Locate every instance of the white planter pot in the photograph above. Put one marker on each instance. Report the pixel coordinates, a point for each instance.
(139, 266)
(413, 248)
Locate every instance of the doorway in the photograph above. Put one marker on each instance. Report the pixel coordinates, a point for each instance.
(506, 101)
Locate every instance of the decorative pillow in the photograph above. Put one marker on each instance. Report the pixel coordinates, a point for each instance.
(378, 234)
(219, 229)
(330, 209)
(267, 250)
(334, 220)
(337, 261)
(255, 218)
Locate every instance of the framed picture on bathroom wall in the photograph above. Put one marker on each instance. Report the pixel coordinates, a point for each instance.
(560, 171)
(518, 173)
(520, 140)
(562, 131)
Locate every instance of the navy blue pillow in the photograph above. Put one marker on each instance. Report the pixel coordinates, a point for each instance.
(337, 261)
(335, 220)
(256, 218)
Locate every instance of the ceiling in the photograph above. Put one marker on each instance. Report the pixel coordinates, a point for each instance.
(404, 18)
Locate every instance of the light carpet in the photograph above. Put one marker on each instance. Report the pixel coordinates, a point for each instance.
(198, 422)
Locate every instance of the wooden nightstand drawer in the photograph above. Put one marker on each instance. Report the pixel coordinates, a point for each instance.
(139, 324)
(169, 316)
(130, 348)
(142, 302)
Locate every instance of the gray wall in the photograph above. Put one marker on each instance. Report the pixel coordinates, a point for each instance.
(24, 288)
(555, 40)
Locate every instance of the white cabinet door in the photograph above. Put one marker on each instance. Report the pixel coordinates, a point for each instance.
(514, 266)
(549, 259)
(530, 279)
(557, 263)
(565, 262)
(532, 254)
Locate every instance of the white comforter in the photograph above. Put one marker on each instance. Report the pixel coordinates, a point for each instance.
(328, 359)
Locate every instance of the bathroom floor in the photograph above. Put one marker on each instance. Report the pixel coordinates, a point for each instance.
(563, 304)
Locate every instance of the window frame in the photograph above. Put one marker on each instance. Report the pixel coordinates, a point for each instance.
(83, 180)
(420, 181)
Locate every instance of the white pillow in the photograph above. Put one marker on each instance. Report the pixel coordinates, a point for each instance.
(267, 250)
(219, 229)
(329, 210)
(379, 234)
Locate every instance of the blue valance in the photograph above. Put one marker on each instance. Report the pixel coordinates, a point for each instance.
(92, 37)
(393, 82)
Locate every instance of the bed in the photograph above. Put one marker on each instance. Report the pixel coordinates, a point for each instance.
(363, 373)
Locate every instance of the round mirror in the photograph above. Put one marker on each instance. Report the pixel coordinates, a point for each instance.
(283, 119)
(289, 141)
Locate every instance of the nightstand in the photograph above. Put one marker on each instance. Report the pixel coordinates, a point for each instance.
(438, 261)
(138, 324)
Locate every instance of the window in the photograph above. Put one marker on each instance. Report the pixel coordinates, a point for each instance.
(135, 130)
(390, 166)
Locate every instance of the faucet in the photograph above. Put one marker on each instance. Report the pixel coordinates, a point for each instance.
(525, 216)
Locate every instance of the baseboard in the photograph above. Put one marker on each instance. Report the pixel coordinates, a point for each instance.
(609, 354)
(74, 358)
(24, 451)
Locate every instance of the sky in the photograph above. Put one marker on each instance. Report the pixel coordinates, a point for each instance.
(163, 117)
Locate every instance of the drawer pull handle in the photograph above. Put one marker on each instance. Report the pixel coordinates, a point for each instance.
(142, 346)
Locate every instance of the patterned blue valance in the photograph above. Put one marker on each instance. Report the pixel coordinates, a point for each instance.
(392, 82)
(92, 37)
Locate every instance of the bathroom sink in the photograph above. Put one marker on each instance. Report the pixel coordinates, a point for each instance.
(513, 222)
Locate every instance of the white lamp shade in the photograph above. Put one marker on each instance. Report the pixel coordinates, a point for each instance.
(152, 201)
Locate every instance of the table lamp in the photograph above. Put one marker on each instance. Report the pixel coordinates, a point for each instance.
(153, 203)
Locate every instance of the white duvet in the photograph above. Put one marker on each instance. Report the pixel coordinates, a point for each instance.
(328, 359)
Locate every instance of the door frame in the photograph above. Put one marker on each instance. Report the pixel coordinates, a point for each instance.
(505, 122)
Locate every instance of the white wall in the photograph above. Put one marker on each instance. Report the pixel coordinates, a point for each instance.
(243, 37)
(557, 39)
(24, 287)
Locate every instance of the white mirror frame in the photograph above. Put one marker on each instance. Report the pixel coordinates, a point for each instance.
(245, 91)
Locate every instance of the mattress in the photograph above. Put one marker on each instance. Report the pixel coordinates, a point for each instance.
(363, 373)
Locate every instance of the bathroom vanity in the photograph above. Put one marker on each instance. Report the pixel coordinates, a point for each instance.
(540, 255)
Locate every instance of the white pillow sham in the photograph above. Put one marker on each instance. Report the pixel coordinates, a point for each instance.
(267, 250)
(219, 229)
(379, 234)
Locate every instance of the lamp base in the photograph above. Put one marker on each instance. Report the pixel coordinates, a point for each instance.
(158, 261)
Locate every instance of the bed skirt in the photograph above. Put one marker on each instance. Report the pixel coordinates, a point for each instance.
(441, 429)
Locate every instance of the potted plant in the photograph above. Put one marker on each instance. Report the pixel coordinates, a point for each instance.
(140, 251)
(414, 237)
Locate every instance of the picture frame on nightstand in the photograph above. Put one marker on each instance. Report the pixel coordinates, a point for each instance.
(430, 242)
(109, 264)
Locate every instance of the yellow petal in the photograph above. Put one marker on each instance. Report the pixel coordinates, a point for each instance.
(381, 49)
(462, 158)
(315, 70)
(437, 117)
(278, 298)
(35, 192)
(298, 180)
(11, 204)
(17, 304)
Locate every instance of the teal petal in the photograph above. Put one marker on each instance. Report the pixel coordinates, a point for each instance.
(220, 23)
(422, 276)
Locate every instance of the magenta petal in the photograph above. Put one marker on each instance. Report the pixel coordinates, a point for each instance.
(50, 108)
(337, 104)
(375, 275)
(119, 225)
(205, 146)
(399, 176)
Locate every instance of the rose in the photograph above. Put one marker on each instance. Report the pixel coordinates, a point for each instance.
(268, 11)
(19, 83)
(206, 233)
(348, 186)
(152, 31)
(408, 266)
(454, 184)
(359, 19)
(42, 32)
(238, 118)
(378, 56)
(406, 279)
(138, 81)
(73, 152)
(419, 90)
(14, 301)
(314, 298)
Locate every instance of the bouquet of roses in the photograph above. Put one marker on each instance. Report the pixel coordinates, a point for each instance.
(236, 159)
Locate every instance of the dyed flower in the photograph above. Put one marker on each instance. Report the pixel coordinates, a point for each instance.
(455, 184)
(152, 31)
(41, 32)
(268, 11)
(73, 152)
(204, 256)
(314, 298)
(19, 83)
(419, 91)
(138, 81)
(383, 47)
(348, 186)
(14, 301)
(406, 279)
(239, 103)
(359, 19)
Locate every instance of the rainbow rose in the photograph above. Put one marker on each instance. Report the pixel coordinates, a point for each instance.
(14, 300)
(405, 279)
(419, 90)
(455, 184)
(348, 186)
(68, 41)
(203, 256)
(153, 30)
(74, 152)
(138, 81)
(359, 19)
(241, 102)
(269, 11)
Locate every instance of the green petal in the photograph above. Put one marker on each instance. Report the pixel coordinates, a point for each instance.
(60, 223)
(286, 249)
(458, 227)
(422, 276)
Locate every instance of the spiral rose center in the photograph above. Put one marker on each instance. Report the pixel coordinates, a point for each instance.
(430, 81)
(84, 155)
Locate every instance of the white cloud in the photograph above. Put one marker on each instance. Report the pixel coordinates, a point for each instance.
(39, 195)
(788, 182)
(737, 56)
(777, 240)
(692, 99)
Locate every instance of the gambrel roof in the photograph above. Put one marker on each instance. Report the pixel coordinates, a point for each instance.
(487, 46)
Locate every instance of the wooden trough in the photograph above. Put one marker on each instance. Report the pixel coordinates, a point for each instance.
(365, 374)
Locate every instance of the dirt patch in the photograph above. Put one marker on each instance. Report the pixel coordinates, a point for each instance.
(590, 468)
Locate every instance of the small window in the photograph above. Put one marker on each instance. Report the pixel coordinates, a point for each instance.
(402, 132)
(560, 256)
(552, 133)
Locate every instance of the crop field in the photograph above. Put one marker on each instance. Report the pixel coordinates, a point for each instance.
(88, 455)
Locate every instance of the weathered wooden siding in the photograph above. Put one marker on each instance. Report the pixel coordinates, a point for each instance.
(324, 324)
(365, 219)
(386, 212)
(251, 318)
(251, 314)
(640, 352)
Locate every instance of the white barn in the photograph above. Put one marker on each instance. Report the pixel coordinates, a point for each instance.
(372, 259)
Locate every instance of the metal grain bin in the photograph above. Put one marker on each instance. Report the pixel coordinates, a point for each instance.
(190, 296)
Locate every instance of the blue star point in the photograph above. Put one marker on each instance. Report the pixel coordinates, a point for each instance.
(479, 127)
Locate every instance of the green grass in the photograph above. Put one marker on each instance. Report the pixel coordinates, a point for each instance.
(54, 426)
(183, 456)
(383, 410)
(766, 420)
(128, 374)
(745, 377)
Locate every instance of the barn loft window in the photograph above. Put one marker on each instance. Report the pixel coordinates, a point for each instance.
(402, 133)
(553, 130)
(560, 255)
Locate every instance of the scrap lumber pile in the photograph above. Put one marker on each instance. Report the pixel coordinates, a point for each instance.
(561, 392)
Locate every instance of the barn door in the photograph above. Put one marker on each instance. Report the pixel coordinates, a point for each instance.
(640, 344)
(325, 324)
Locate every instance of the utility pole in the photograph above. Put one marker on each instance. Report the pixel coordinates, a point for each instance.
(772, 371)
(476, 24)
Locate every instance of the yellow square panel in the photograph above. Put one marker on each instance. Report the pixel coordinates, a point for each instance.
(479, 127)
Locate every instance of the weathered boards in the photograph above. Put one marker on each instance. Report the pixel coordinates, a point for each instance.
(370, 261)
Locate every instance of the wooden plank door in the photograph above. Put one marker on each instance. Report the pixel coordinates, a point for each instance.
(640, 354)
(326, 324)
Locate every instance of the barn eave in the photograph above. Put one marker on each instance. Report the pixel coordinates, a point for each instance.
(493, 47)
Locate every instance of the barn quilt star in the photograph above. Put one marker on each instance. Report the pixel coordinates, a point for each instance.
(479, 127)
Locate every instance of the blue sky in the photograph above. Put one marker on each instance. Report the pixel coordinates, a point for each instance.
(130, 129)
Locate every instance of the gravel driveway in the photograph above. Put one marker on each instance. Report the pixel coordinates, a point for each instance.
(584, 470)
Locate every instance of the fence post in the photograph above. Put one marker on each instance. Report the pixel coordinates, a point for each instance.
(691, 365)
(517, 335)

+ + + + +

* **Written exercise**: Take every line from the one containing "Locate every instance of the barn loft" to the end of the listing and output it exactly, with nothing else.

* **Task answer**:
Locate every instance of the barn loft window in the photograph above. Put one marker on each instance. Report the pixel coordinates, a point for each instance.
(402, 133)
(553, 130)
(560, 255)
Locate every instance of the scrap lumber pile in the photograph above. Put one marker on each instance. Report the pixel coordinates, a point for each instance.
(561, 392)
Locate every instance of the barn door in the photograph above. Put one marker on each instance. Report the pixel coordinates, a point for each instance.
(640, 344)
(325, 324)
Locate every instance of the utility pole in the photograph above. Put one marker on each instance. Report the pixel coordinates, a point for each instance.
(772, 371)
(476, 24)
Locate every instance of the yellow square panel in the photograph above. Put one marker on each instance. Report the pixel coordinates, a point for each instance.
(479, 127)
Locate every instance of the weathered boards in the photograph above. Put one marker on each instance. Report the pixel coordinates, a point for each instance.
(370, 261)
Locate every instance of the wooden plank door in the photograph above. Put one marker on each instance. Report the pixel coordinates, a point for each instance.
(640, 354)
(326, 324)
Locate every instance of the barn eave in the photograph above. Put one marker on each instance. Report the pixel coordinates, a point for each instance.
(493, 47)
Locate every instance of the barn quilt star in the photograph above. Put one marker on each instance. Report the pixel coordinates, a point for each instance.
(479, 127)
Locate every instance of the blue sky in the photograph above. Put one marker on each instance. Report the pixel coordinates, a point for each instance.
(130, 129)
Locate every instance of the gravel driveway in the photograph above. Put one marker on each instance. Report the pixel coordinates, a point for each instance.
(584, 470)
Locate every instance of the fence post in the photograph above. Put one marker on each instance. Report the pixel coordinates, a point for each instance.
(691, 365)
(517, 335)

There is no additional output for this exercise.